= Exercise description =
Copy out the complete listing, word for word.

---+---

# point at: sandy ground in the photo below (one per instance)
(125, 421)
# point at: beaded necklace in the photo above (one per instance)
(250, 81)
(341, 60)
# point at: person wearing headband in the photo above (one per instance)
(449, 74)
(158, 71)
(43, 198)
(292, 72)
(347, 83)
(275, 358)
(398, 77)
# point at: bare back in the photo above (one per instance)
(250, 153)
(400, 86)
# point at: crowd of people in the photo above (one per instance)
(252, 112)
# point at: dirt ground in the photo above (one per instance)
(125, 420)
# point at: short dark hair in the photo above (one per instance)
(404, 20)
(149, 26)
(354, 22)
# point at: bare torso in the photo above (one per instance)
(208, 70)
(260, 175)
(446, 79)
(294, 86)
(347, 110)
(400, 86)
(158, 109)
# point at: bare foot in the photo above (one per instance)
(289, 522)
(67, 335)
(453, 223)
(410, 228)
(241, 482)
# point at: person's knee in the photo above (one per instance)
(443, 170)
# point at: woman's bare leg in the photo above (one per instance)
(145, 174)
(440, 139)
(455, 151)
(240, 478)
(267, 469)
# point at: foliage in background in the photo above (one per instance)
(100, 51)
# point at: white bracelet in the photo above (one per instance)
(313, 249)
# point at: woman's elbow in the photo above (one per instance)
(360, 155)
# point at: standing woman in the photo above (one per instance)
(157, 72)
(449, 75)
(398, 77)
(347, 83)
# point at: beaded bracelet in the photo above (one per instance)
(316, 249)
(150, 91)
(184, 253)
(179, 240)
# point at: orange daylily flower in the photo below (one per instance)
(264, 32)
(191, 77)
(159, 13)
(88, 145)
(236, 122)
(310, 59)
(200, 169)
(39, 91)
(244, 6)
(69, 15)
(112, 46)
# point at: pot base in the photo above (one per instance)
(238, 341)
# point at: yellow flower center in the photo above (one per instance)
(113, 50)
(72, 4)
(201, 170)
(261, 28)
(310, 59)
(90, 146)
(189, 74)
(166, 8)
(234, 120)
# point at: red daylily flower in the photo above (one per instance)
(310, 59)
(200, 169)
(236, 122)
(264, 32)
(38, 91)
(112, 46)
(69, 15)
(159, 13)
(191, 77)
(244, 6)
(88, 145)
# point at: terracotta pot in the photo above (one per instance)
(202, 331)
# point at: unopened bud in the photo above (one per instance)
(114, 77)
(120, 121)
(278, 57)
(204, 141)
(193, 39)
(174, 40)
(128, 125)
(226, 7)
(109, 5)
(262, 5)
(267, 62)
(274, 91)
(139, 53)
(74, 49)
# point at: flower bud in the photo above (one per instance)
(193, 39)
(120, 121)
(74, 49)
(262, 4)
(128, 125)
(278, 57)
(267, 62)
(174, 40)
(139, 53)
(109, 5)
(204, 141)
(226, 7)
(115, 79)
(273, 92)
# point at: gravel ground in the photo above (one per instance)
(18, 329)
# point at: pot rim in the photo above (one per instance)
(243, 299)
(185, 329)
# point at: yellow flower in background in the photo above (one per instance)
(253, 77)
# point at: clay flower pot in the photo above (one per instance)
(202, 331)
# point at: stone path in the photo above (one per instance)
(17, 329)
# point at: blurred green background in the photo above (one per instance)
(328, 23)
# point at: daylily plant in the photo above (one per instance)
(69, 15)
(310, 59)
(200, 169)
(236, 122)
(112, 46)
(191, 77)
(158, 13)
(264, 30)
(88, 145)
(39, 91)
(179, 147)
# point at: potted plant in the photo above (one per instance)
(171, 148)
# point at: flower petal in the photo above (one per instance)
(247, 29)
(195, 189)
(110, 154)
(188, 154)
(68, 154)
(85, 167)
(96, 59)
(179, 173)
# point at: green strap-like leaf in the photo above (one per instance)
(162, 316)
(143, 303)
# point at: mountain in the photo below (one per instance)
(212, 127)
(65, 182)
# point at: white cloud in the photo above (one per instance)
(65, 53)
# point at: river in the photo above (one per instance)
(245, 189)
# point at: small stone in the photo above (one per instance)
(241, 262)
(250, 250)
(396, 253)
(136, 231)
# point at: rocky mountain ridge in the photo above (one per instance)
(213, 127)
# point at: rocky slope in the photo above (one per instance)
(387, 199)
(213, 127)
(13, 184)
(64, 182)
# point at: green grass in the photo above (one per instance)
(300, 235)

---+---

= Task output =
# point at: sandy ground in the photo below (one per instance)
(125, 421)
# point at: beaded necklace in the photo above (one per instance)
(250, 81)
(341, 60)
# point at: person wearing headband in the photo above (one per instance)
(449, 74)
(158, 71)
(43, 198)
(292, 72)
(347, 83)
(275, 358)
(398, 77)
# point at: bare back in the photo above (one per instance)
(250, 153)
(400, 86)
# point at: crowd of people in the photo above (one per instance)
(252, 112)
# point at: dirt ground in the photo above (one per instance)
(125, 420)
# point at: short dark hair in the photo above (one per instance)
(404, 20)
(149, 26)
(354, 22)
# point at: bare torso in the photo above (one per instance)
(208, 70)
(260, 175)
(446, 79)
(294, 86)
(347, 110)
(400, 86)
(158, 109)
# point at: bare foot in the photo above (one per instance)
(289, 522)
(67, 335)
(453, 223)
(410, 228)
(241, 482)
# point at: person's knee in the photo above (one per instance)
(443, 170)
# point at: woman's bare leg in the photo above (one per instance)
(145, 174)
(440, 139)
(455, 151)
(240, 478)
(267, 469)
# point at: foliage in background in the photo above (one per instance)
(100, 51)
# point at: white bracelet in the photo above (one per instance)
(313, 249)
# point at: woman's elbow in the photo above (one per instance)
(360, 155)
# point at: standing woman in the photo above (one per instance)
(157, 72)
(449, 75)
(398, 77)
(347, 83)
# point at: beaded bracelet in the photo above (one per instance)
(316, 249)
(150, 91)
(184, 253)
(179, 240)
# point at: orange daylily flower in the photo below (one per instance)
(264, 32)
(191, 77)
(159, 13)
(88, 145)
(236, 122)
(310, 59)
(200, 169)
(39, 91)
(244, 6)
(69, 15)
(112, 46)
# point at: pot base in the photo above (one per instance)
(238, 341)
# point at: yellow flower center in the photo above (one per instance)
(113, 50)
(72, 4)
(201, 170)
(261, 28)
(310, 59)
(90, 146)
(189, 74)
(166, 8)
(234, 120)
# point at: red daylily flower in the photo above (one per instance)
(310, 59)
(200, 169)
(236, 122)
(264, 32)
(38, 91)
(112, 46)
(69, 15)
(159, 13)
(191, 77)
(244, 6)
(88, 145)
# point at: terracotta pot in the photo above (one per instance)
(202, 331)
# point at: unopened bud in the photo above (one per instance)
(114, 77)
(120, 121)
(278, 57)
(204, 141)
(193, 39)
(174, 40)
(128, 125)
(226, 7)
(109, 5)
(262, 5)
(267, 62)
(274, 91)
(139, 53)
(74, 49)
# point at: flower bud in the photo above (one per instance)
(193, 39)
(120, 121)
(74, 49)
(262, 4)
(128, 125)
(278, 57)
(267, 62)
(174, 40)
(139, 53)
(109, 5)
(204, 141)
(226, 7)
(115, 79)
(273, 92)
# point at: gravel ground in the photo above (one per instance)
(18, 329)
# point at: pot rim in the photo above (one per instance)
(243, 299)
(185, 329)
# point at: yellow flower in background in the photo above (one per instance)
(253, 77)
# point at: clay flower pot in the photo above (one per instance)
(202, 331)
# point at: stone path in the photo above (one per instance)
(17, 329)
# point at: blurred green background in the photo above (one per instance)
(328, 23)
# point at: daylily plant in the photo above (one per instance)
(69, 15)
(310, 59)
(200, 169)
(236, 122)
(112, 46)
(191, 77)
(158, 13)
(264, 30)
(88, 145)
(39, 91)
(179, 147)
# point at: potted plant in the photo above (one per instance)
(171, 148)
# point at: flower petal in the photo above (one per instance)
(247, 29)
(195, 189)
(110, 154)
(188, 154)
(68, 154)
(85, 167)
(96, 59)
(179, 173)
# point at: green strap-like leaf in the photo above (one per instance)
(162, 316)
(143, 303)
# point at: mountain in the photo below (one per instance)
(212, 127)
(65, 182)
# point at: white cloud in the photo above (one per instance)
(65, 53)
# point at: river in the photo above (one per instance)
(245, 189)
# point at: small stone in the photo above (one per instance)
(241, 262)
(250, 250)
(396, 253)
(136, 231)
# point at: rocky mountain ridge in the photo above (one per instance)
(213, 127)
# point at: rocky slope in the photo above (one per instance)
(387, 199)
(213, 127)
(13, 184)
(64, 182)
# point at: green grass in the photo above (one per instance)
(300, 235)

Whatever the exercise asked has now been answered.